> [WHAT TO DO]:
1. In the passage about the 2020 oil price decline, to how many operated drilling rigs did the company reduce its drilling program by the end of the second quarter of 2020?
2. Extend the passage about the 2020 oil price decline, picking up after its final sentence.

== EXTRACT PROVIDED

During the first half of 2020, the oil and natural gas industry witnessed an abrupt and significant decline in oil prices from $63 per Bbl in early January to as low as ($38) per Bbl in late April, although oil prices began to improve in May and June. This sudden decline in oil prices was attributable to two primary factors: (i) the precipitous decline in global oil demand resulting from the worldwide spread of COVID-19 and (ii) a sudden, unexpected increase in global oil supply resulting from actions initiated by Saudi Arabia to increase its oil production to world markets following the failure of efforts by members of OPEC+ to agree on coordinated production cuts at their March 6, 2020 meetings in Vienna, Austria.
Primarily as a result of these unexpected events and the resulting declines in oil prices, we modified our 2020 operational plan. In March 2020, we significantly reduced our capital expenditure budget, including reducing our operated drilling program from six to three drilling rigs by the end of the second quarter of 2020. In addition, we made initial reductions to headcount, employee salaries and lease operating expenses and curtailed or shut in portions of our oil and natural gas production. While we had prepared to make further reductions to headcount, salaries and our capital expenditure budget, we have been able to avoid such reductions to date as a result of realizing greater-than-expected savings from the above changes to our 2020 operational plan, restructuring our hedge portfolio (as described below) and applying for and receiving an SBA loan through the Paycheck Protection Program. The general outlook for the oil and natural gas industry for the remainder of 2020 remains highly uncertain, and we can provide no assurances as to when the economic disruptions resulting from COVID-19 and the corresponding decline in oil demand may improve. Until such time, however, we anticipate that oil prices will remain well below the prices realized in 2019. These economic disruptions have also significantly reduced our ability to access the capital markets on reasonably similar terms as were available in prior periods.

====
== RECORDS SHOWN

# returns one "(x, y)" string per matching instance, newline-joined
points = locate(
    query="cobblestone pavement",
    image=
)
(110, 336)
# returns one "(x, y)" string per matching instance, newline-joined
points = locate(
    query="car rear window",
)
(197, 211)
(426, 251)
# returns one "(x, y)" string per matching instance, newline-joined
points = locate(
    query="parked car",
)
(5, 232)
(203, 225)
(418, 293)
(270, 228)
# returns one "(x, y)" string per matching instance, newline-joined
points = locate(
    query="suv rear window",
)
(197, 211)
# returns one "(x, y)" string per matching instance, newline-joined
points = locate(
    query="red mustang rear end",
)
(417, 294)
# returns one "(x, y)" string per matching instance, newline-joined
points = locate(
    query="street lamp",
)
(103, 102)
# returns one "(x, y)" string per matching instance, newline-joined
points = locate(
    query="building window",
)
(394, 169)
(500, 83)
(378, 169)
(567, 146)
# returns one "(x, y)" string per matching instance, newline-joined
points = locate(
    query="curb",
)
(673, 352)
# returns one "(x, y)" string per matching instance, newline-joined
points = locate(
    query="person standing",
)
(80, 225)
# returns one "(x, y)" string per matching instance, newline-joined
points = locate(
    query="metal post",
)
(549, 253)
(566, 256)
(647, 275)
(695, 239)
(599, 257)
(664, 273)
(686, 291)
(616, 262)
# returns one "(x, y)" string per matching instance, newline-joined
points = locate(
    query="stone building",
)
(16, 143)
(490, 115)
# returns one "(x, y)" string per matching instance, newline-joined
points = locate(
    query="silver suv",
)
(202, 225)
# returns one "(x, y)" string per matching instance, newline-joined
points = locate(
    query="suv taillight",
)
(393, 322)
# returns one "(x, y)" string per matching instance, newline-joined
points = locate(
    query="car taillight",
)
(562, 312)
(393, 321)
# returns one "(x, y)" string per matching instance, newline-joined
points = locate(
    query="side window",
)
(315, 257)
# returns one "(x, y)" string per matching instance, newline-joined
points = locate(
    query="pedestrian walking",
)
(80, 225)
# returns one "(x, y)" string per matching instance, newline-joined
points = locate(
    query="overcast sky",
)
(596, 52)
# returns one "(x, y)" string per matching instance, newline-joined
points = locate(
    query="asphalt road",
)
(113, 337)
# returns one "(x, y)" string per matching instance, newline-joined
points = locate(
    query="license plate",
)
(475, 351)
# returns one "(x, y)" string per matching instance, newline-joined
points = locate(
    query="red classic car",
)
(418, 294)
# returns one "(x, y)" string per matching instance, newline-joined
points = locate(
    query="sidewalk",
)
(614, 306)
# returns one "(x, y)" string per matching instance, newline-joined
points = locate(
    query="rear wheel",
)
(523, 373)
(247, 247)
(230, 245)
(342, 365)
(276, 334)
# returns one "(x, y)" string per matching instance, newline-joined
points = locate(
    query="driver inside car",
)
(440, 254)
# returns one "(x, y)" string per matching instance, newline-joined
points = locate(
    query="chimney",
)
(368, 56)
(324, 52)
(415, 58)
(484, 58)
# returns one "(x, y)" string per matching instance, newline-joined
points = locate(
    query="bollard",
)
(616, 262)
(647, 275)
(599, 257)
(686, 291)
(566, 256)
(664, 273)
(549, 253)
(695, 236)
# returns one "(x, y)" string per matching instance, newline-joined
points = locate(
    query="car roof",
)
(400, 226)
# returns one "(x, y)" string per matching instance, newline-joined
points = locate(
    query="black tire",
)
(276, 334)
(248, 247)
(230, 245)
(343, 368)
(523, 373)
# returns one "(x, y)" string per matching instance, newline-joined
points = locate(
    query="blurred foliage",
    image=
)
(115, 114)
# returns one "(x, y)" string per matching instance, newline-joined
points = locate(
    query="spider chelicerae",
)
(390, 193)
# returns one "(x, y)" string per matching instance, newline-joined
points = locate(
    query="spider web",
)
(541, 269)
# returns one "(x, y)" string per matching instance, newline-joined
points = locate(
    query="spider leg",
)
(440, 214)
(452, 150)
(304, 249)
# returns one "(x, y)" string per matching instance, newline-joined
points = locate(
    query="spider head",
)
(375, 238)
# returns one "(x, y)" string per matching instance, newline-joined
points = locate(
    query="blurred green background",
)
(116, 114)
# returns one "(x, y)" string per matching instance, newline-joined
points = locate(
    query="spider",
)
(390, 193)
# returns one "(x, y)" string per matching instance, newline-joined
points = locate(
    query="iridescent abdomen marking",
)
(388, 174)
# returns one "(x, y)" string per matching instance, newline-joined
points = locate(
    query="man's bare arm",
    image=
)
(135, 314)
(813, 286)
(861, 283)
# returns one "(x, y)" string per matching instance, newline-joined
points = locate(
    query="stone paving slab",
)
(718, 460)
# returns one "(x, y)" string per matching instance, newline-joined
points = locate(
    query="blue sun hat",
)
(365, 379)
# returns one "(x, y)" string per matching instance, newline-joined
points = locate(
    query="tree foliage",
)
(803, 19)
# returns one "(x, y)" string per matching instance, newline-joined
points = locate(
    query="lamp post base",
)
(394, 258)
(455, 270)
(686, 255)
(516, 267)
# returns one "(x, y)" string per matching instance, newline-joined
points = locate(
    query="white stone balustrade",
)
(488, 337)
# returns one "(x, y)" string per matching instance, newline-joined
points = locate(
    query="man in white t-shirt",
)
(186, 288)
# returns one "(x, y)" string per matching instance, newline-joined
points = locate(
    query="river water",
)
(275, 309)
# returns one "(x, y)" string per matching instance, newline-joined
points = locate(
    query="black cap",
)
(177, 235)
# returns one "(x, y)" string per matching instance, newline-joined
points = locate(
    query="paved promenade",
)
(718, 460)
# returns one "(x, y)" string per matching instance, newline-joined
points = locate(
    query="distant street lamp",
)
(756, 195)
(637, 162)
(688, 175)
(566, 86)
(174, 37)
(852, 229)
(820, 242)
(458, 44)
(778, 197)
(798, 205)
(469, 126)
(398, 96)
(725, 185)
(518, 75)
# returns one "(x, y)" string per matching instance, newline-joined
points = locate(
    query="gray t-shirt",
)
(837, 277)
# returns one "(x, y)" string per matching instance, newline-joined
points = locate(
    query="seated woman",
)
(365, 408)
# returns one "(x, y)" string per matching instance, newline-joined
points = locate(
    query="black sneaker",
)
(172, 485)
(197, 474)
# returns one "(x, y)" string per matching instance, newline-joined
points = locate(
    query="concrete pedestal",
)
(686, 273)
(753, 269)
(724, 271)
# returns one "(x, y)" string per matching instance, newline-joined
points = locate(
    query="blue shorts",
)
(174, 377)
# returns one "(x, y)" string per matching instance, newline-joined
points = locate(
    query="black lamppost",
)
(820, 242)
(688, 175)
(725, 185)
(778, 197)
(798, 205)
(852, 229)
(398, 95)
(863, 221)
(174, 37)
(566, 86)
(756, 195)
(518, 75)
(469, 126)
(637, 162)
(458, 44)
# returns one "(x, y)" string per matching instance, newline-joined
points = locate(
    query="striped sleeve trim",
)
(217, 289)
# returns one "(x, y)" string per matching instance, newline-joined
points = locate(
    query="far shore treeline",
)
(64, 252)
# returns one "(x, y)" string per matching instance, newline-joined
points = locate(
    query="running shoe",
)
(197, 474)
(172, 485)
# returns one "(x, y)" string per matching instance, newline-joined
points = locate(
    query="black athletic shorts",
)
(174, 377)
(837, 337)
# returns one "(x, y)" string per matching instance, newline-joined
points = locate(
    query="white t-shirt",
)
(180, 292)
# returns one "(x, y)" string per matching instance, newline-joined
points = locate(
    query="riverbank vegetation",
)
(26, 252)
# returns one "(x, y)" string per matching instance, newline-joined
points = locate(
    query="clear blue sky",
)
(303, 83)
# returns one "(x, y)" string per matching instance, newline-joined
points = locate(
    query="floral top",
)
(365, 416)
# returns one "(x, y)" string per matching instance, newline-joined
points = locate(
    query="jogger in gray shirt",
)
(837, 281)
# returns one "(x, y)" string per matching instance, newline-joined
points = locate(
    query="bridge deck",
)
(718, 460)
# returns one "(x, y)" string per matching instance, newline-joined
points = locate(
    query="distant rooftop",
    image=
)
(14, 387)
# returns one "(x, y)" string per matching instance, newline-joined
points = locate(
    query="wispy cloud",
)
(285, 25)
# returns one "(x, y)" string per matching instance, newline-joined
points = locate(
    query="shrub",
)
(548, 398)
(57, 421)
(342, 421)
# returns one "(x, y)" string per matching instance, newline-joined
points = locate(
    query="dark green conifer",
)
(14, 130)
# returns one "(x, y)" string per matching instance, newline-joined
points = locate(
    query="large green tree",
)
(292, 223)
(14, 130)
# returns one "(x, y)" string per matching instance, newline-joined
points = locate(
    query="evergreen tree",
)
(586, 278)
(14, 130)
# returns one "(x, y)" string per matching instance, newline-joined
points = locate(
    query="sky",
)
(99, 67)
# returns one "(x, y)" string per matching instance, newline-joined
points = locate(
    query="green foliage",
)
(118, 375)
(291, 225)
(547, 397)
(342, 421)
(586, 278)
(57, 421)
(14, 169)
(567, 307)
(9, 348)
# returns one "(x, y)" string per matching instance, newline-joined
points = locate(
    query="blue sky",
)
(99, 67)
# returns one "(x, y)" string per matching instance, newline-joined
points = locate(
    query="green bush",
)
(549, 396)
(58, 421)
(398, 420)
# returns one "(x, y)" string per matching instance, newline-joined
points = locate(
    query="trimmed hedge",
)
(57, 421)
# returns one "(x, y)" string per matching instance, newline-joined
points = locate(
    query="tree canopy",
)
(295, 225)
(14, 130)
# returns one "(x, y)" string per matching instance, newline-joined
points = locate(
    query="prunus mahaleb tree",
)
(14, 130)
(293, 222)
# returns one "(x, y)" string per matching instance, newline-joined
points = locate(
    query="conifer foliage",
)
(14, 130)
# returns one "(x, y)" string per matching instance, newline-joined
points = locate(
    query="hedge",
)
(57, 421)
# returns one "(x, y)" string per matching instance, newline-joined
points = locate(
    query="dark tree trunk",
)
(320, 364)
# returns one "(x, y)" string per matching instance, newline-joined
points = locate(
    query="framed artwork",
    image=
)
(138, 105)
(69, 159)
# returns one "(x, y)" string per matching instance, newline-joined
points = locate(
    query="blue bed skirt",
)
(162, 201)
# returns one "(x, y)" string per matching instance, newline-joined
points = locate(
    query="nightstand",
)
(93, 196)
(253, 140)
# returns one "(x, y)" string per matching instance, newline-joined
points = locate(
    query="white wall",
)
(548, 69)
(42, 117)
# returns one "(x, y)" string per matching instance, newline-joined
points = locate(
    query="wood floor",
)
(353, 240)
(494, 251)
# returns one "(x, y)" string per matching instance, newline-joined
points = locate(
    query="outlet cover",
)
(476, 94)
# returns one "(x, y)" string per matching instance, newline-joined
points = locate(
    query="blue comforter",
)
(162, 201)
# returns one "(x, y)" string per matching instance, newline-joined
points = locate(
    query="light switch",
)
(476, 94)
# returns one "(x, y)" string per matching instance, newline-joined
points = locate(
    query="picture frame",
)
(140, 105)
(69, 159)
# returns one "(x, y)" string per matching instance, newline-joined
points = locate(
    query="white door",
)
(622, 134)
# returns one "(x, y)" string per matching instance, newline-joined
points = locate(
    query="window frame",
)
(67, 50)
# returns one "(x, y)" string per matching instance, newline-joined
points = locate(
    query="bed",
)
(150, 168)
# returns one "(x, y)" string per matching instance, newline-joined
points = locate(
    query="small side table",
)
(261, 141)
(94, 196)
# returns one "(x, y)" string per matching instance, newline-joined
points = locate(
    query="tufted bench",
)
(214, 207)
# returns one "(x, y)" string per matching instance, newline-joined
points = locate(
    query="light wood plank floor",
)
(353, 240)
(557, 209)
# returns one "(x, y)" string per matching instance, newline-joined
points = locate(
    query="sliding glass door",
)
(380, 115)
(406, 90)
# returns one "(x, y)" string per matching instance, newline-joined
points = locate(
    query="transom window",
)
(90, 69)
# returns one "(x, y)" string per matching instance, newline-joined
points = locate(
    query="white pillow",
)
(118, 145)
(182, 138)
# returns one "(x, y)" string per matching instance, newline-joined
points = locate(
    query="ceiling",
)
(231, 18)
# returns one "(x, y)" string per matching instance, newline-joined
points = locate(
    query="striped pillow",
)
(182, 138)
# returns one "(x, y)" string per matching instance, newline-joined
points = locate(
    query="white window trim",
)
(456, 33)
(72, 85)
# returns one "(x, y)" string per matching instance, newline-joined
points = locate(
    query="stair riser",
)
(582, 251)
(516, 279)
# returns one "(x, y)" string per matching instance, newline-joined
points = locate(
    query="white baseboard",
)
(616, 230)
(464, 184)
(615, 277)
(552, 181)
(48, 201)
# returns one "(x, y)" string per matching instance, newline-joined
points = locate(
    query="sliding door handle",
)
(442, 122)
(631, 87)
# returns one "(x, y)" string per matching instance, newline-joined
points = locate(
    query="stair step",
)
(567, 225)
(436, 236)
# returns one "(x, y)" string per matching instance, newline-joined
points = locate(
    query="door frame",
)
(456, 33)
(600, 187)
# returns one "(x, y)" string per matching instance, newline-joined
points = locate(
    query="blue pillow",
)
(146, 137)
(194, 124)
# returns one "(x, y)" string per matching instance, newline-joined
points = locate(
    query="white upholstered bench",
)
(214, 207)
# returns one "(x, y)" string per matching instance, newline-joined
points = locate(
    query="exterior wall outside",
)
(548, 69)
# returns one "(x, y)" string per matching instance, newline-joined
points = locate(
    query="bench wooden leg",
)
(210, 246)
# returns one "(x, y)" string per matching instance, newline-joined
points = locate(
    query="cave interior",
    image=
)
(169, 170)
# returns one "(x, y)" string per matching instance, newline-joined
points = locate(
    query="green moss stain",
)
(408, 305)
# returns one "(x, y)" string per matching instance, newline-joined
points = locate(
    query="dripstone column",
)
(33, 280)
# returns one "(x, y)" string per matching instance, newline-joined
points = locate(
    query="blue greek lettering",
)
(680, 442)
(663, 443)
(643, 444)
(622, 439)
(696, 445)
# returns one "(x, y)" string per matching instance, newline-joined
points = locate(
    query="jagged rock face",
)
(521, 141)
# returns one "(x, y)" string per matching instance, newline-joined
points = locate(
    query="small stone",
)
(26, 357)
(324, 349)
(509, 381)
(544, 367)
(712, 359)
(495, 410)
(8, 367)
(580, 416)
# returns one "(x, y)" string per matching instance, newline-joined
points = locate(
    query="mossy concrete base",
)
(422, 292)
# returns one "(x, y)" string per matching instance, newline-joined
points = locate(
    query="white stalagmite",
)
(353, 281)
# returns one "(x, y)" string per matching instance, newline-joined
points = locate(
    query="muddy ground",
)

====

> [RESPONSES TO THE TASKS]:
1. Three drilling rigs, down from six.

2.
As noted above, on April 13, 2020, we executed a promissory note evidencing an unsecured loan in the amount of approximately $7.5 million as part of the Paycheck Protection Program. The Paycheck Protection Program was established under the Coronavirus Aid, Relief, and Economic Security Act and is administered by the SBA. The loan was issued through Iberiabank, which is a lender under the Credit Agreement, matures on the second anniversary of the funding date and bears interest at a fixed rate of 1.00% per annum. We used the proceeds of the loan for payroll, including salaries, payroll taxes and employee medical benefits, as permitted by the program. The receipt of the loan allowed us to avoid the planned further reductions to employee headcount and salaries discussed above. The loan is eligible for forgiveness for the portion of the loan proceeds used for payroll costs and other designated operating expenses, provided at least 60% of the loan’s proceeds are used for payroll costs.
During April 2020, we also restructured a portion of our then-existing 2020 WTI oil derivative financial instruments, providing additional revenue protection should oil prices decline again to depressed levels, such as those experienced late in the first quarter and early in the second quarter of 2020, for the remainder of 2020 or should further market disruptions occur. As a result of these modifications, we almost doubled our oil volumes hedged for the period from April through December 2020. These restructured derivative financial instruments included approximately 7.6 million Bbl of fixed-price oil swaps at a weighted average price of approximately $35 per Bbl and 2.3 million Bbl of oil collars with a weighted average floor price of approximately $48 per Bbl and a weighted average ceiling price of approximately $66 per Bbl. We also had approximately 0.4 million Bbl in oil put options, which represent options to sell at a specified exercise price, at a weighted average price of approximately $48 per Bbl for the period from April through June 2020.
In addition, during the second quarter of 2020, we added approximately 2.0 million Bbl of oil swaps at a weighted average price of approximately $35 per Bbl and 2.4 million Bbl of oil costless collars with a weighted average floor price of approximately $35 per Bbl and a weighted average ceiling price of approximately $46 per Bbl for 2021. We also added natural gas collars for November and December 2020 for approximately 3.2 million MMBtu and for the first quarter of 2021 for approximately 4.8 million MMBtu, each with a weighted average floor price of approximately $2.52 per MMBtu and a weighted average ceiling price of approximately $3.71 per MMBtu.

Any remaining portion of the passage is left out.